***** SOURCE DATA

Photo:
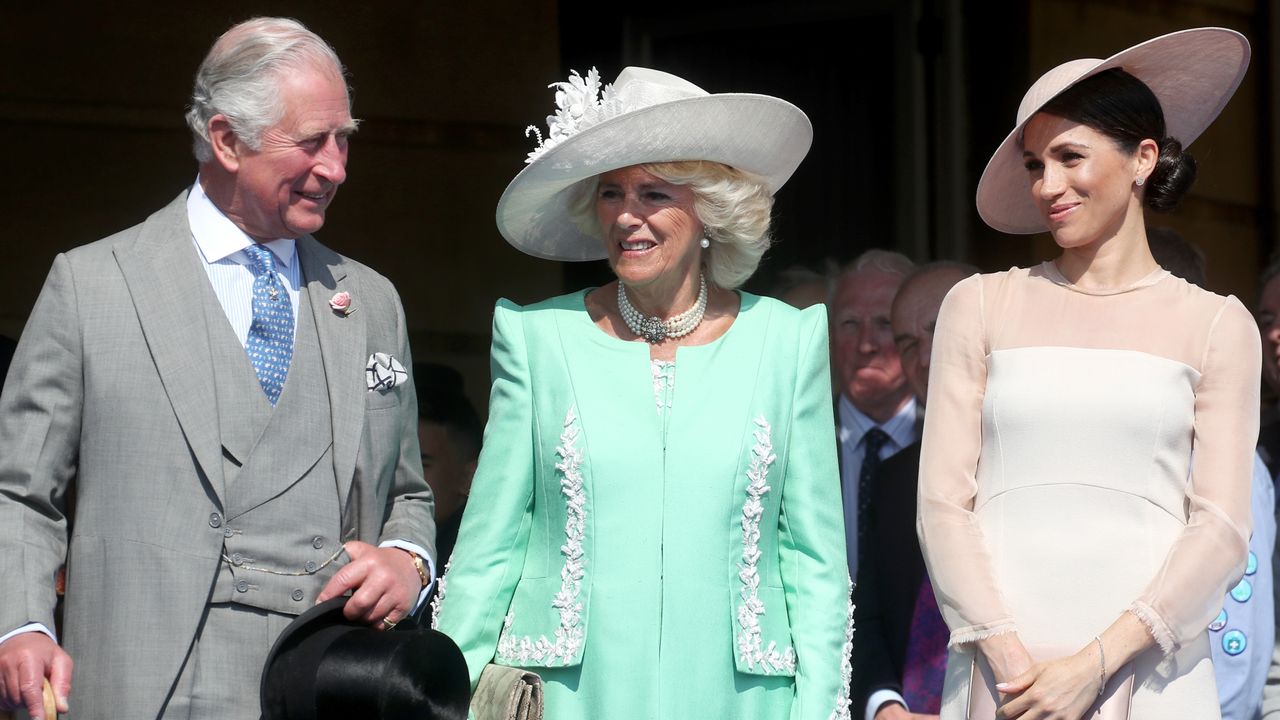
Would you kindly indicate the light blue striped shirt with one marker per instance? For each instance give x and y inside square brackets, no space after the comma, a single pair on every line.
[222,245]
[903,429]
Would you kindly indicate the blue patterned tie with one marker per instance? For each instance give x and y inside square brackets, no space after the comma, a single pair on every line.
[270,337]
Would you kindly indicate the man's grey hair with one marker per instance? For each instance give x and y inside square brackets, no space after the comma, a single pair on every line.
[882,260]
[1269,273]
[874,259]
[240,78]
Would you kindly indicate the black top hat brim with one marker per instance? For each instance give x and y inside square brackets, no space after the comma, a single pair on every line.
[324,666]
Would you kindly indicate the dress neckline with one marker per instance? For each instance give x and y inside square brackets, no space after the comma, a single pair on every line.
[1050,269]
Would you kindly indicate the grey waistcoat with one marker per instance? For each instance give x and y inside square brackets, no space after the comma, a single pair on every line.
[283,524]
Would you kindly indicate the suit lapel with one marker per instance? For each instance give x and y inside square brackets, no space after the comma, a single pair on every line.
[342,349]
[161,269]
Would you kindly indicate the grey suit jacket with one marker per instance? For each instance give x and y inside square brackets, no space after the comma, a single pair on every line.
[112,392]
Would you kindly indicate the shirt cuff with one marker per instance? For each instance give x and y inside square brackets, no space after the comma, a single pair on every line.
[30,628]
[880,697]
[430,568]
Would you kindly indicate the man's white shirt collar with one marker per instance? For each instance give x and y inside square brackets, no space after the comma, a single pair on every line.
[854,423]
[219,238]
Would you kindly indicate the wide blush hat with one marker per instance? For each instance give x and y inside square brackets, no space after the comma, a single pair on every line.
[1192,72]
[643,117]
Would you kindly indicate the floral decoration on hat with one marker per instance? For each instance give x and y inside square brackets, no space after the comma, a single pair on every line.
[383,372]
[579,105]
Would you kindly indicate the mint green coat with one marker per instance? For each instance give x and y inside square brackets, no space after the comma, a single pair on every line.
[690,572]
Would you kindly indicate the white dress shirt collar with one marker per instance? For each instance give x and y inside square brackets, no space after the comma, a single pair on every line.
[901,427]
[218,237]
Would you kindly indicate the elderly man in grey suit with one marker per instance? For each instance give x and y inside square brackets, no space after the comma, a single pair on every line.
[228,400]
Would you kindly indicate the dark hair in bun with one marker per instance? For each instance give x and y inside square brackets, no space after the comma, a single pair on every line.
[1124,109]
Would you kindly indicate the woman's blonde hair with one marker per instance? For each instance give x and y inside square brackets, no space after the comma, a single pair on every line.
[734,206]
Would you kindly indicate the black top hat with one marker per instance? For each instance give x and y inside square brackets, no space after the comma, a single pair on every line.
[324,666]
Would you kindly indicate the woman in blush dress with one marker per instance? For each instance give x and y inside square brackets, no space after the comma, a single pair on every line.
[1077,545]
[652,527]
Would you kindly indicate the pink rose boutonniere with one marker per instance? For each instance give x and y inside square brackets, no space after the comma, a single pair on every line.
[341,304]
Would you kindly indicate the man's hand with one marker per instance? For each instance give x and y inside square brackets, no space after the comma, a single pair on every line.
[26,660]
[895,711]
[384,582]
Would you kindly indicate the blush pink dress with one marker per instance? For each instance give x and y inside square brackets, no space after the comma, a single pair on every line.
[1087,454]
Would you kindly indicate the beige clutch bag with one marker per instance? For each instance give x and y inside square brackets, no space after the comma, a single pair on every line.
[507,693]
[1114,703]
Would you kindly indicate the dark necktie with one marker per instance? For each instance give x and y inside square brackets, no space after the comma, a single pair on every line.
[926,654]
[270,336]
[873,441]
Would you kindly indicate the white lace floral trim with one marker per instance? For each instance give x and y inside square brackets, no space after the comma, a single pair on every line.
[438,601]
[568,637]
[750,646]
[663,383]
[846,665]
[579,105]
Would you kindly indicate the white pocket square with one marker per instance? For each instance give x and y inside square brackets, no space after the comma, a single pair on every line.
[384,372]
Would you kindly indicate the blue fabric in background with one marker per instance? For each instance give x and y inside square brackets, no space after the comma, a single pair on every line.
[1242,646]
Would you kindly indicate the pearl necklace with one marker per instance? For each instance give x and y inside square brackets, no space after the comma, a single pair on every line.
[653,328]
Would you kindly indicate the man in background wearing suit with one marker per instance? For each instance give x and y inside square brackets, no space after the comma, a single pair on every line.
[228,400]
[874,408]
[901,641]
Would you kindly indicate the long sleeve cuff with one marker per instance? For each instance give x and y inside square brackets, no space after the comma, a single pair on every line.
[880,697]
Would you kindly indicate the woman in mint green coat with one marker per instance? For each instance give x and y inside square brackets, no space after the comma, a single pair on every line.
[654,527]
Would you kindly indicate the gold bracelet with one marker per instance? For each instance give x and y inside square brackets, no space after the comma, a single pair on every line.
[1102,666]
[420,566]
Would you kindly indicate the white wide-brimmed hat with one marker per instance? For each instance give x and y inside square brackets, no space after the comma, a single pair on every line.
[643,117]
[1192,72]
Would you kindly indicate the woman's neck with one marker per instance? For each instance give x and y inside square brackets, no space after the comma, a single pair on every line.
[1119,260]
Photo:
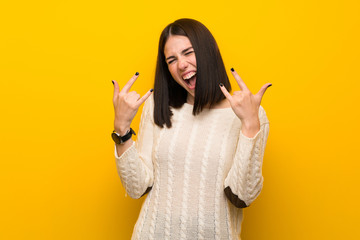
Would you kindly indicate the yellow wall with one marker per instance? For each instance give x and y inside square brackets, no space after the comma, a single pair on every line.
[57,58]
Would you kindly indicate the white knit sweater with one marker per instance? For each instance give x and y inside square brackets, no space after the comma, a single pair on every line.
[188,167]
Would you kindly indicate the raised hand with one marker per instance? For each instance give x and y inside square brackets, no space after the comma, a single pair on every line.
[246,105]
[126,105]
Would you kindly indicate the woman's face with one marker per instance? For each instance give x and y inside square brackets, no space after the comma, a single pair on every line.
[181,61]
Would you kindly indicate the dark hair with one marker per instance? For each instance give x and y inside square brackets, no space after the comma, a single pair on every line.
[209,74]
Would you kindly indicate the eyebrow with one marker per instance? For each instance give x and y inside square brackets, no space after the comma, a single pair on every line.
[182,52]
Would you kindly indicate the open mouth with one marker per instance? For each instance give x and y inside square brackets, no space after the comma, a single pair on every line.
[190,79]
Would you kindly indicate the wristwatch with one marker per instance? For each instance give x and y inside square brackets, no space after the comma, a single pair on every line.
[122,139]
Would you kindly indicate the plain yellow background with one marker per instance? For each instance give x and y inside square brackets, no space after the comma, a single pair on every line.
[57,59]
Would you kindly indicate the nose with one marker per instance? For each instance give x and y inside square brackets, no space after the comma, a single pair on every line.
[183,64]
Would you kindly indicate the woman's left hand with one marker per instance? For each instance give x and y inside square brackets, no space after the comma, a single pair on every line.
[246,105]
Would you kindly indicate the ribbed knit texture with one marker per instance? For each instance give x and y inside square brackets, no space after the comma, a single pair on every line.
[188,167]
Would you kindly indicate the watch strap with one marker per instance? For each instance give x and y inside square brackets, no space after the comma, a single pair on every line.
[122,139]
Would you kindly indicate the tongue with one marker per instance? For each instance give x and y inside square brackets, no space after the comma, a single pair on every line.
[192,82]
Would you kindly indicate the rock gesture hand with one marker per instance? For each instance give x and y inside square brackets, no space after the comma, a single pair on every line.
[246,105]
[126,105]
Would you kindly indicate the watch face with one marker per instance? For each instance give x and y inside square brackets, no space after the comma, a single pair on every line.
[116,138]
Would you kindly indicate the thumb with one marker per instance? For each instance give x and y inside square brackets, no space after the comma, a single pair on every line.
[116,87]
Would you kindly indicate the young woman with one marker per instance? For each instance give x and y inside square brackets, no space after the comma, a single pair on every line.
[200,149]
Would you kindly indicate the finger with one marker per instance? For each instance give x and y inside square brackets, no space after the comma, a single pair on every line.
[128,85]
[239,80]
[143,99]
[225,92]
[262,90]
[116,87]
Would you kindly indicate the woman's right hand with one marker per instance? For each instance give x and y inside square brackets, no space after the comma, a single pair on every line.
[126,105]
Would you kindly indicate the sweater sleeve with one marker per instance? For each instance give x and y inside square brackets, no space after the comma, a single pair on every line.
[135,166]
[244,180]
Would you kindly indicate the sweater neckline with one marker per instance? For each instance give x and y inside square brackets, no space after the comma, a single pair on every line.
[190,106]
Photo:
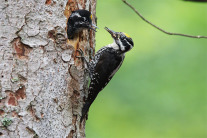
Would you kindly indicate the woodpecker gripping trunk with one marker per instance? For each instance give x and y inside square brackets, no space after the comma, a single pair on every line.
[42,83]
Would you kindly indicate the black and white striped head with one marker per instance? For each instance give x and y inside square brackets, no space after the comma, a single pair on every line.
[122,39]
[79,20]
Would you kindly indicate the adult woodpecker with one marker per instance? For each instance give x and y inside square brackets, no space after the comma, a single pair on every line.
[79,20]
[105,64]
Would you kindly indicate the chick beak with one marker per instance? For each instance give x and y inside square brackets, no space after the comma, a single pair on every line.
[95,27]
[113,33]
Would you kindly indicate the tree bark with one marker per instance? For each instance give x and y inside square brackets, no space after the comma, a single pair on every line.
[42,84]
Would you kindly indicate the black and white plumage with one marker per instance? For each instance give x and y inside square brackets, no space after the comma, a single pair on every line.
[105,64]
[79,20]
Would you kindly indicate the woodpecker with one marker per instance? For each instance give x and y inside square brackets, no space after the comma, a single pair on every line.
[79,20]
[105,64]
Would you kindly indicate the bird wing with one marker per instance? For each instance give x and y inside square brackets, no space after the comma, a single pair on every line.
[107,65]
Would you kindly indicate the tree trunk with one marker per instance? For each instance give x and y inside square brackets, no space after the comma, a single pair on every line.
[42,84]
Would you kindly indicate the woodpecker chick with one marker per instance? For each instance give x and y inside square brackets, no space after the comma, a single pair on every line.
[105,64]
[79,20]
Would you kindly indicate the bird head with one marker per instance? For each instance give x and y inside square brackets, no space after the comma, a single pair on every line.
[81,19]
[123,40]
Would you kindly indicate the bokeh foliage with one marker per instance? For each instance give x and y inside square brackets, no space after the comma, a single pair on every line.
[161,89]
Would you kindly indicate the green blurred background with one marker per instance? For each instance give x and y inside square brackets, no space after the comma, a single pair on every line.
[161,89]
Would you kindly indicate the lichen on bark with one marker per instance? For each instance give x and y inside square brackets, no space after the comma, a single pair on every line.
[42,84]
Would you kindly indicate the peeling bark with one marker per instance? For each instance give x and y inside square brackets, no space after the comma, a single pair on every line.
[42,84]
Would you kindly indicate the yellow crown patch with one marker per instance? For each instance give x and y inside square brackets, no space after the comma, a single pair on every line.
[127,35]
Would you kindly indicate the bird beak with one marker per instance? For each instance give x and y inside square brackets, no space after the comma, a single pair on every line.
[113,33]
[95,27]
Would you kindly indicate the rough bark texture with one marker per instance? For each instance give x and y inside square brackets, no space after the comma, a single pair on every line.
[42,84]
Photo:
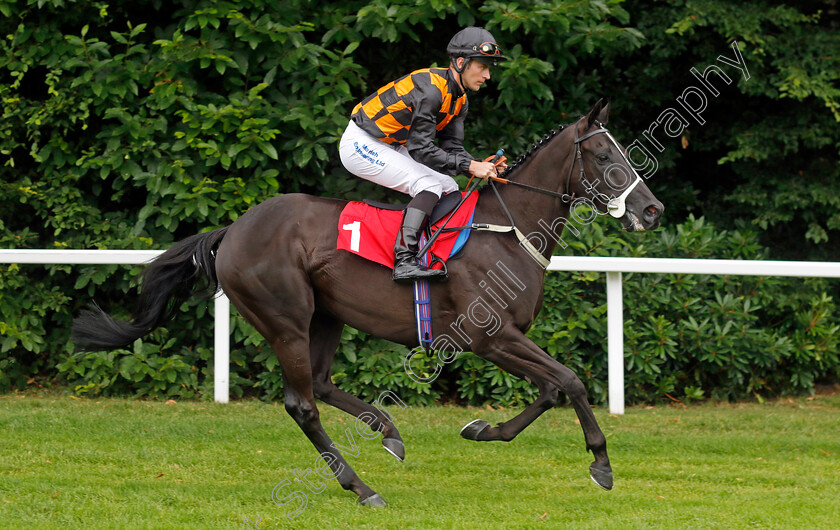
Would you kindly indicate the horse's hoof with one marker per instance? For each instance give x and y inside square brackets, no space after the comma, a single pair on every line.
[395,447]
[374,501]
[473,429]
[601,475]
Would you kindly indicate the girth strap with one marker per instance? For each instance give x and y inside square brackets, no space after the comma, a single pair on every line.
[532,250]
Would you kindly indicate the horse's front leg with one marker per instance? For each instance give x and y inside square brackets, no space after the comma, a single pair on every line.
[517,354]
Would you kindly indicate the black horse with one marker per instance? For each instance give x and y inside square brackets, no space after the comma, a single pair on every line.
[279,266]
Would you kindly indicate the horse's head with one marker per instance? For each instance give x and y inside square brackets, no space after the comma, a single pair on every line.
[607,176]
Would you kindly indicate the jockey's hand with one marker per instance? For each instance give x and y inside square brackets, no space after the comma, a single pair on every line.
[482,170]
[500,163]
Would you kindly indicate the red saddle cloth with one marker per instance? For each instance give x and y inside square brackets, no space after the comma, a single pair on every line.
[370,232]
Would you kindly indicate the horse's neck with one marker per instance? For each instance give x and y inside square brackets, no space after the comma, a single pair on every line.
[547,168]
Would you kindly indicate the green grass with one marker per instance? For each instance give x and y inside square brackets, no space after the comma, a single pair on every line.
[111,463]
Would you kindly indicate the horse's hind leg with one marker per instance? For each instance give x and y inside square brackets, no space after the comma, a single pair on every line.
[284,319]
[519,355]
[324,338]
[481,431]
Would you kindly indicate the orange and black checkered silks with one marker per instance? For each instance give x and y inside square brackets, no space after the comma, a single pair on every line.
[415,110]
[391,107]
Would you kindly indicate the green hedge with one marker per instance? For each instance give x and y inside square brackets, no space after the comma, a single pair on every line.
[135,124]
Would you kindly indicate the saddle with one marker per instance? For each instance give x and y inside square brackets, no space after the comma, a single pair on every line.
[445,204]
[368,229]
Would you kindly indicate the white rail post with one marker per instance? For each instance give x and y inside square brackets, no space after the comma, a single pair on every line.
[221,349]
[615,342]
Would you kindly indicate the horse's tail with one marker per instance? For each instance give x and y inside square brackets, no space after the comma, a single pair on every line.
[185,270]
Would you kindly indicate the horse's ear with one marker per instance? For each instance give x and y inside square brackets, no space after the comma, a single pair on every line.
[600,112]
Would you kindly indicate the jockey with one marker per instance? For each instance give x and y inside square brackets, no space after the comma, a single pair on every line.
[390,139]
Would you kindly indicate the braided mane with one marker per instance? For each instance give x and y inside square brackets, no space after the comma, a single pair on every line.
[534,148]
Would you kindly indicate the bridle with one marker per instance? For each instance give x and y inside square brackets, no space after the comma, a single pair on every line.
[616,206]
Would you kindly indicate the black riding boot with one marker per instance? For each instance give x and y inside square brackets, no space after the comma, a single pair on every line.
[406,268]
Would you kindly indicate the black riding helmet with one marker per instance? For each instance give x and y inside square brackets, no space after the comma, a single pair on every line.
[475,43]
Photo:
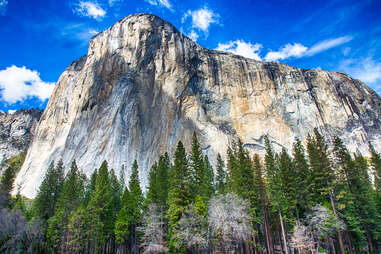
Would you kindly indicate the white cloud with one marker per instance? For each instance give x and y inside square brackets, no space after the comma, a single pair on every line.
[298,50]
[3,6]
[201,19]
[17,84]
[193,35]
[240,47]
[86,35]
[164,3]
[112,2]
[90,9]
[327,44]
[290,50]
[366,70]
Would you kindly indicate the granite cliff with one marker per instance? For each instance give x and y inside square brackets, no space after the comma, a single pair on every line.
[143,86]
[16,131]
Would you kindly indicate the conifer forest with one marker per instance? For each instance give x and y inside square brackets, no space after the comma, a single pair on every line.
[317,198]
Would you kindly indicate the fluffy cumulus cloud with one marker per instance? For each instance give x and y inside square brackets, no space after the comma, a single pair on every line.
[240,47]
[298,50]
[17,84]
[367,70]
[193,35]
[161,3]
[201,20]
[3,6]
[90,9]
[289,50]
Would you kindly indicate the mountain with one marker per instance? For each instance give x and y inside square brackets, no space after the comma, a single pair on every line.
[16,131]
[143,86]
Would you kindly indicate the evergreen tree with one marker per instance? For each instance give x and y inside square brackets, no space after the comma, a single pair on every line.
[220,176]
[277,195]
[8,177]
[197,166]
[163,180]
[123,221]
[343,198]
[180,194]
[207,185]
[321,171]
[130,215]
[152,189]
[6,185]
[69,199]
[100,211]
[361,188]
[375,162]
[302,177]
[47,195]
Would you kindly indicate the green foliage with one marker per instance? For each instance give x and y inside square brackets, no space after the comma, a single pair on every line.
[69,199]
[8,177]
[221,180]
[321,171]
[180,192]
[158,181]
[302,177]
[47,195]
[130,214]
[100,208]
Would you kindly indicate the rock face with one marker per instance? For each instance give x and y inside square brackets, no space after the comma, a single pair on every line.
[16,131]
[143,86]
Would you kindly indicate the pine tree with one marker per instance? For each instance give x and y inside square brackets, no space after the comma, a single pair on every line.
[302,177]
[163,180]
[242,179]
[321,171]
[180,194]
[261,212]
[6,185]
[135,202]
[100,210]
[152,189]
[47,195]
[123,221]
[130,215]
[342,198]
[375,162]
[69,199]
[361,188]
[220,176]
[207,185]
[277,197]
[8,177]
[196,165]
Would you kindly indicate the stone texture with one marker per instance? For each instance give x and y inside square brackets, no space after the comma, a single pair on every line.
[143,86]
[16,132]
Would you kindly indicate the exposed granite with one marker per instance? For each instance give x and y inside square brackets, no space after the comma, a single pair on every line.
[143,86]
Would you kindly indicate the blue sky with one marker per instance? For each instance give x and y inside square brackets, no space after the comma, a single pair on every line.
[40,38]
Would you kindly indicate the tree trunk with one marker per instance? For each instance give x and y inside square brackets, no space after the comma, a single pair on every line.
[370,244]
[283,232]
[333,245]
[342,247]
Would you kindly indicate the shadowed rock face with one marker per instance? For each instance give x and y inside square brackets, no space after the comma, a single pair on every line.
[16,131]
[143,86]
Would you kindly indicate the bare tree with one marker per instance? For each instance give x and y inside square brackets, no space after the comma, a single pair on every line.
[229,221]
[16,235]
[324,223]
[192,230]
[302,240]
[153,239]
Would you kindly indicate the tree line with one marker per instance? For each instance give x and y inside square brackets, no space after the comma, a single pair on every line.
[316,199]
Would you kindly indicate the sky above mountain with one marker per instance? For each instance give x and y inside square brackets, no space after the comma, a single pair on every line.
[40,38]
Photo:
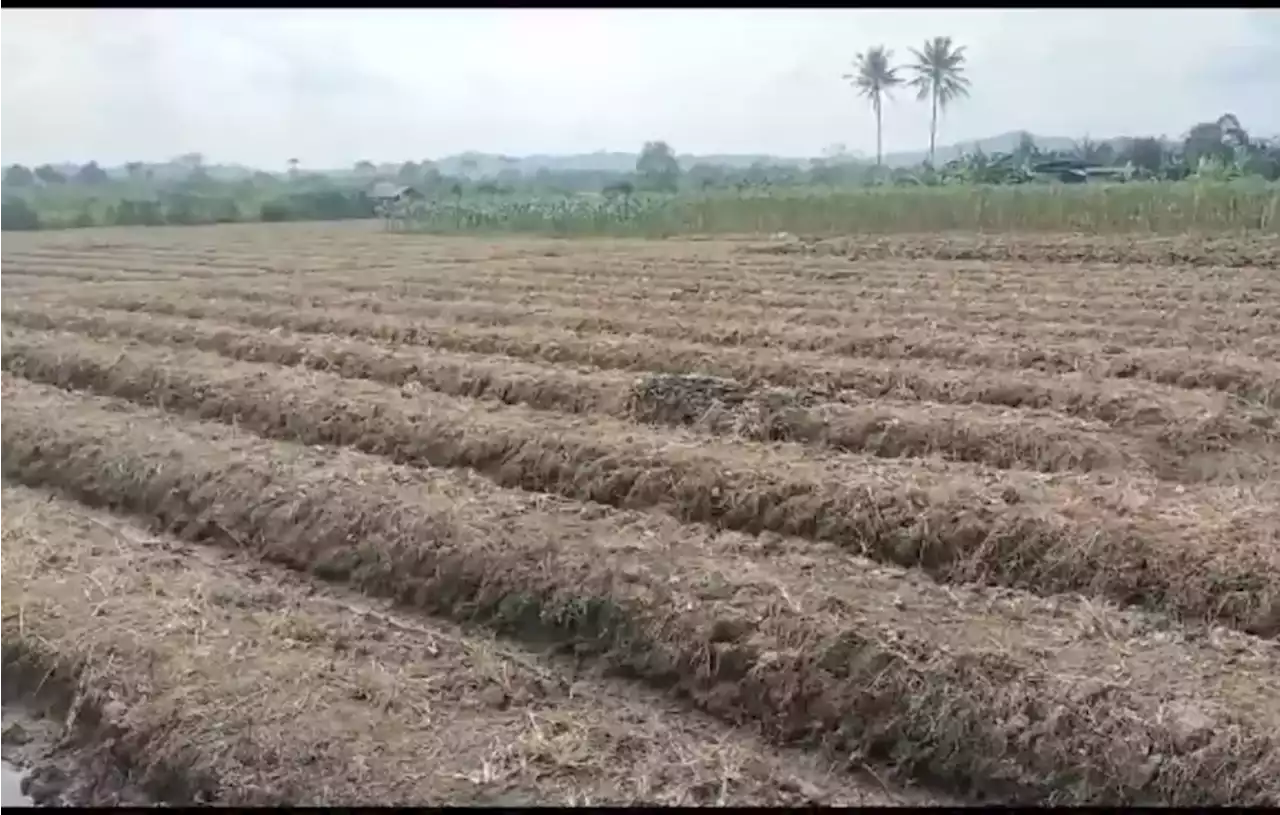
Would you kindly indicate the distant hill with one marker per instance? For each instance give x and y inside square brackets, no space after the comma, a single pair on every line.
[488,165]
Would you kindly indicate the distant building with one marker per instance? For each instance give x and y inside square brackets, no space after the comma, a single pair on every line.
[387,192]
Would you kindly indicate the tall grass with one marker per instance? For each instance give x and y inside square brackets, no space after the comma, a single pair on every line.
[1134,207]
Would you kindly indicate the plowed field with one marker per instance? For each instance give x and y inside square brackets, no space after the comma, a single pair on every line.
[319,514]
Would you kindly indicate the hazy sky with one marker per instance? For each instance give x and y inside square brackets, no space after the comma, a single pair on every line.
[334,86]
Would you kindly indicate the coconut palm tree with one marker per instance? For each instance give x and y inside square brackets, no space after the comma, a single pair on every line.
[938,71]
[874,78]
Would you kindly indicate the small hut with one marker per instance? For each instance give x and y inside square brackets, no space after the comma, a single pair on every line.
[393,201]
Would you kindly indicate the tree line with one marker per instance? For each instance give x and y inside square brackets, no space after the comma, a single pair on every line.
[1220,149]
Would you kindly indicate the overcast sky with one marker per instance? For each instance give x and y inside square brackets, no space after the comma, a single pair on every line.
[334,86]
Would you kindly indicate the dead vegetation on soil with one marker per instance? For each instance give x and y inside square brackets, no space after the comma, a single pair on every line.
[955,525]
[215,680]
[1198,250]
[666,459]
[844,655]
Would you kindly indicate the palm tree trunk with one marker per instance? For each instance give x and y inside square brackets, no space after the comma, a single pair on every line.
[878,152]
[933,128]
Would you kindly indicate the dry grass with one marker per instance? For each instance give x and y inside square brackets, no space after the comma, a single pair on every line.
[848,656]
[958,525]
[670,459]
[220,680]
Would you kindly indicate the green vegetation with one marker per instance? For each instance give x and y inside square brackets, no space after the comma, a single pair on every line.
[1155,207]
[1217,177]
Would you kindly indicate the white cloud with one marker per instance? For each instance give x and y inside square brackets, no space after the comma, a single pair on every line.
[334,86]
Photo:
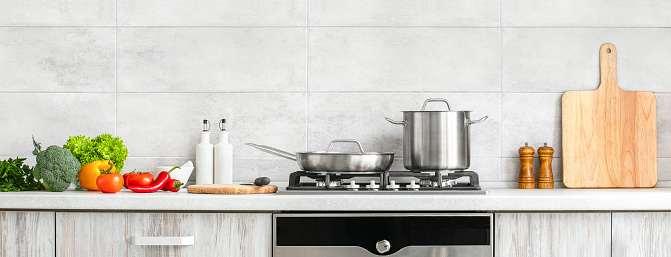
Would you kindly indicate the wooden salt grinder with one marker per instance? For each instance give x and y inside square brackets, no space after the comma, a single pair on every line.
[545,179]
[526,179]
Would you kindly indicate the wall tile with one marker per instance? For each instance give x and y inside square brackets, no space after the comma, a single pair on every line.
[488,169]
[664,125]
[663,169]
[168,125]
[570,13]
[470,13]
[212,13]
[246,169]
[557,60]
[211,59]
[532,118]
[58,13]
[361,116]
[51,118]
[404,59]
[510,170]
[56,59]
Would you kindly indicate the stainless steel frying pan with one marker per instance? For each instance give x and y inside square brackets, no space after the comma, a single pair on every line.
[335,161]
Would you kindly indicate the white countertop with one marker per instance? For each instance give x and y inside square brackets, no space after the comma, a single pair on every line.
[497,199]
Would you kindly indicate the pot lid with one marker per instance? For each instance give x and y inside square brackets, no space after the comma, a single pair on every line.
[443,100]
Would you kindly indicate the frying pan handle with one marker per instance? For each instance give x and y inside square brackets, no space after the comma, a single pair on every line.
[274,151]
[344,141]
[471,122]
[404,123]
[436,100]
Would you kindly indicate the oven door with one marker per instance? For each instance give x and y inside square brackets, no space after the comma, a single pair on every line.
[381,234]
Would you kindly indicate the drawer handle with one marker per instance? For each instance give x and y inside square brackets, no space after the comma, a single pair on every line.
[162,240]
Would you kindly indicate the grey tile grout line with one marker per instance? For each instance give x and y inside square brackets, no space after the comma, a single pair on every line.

**********

# WHAT IS NEEDED
Rewrite the listing from the line holding "Would you kindly indicate the drawer" through its end, inclusive, swapping "drawer handle" for "cabinet handle" and leaving everything else as it is.

# SOLUTION FOR THIS TASK
Would you kindly indicate the cabinet handle with one marker per instance? For each instance give x and y inside square brackets, no space after the comma, a single pair on every line.
[162,240]
Would you kindly indicate the grey tile grout line with one marker per instance? For each instance give x and y inside square brackets, no space after the comma, a single pair on every line.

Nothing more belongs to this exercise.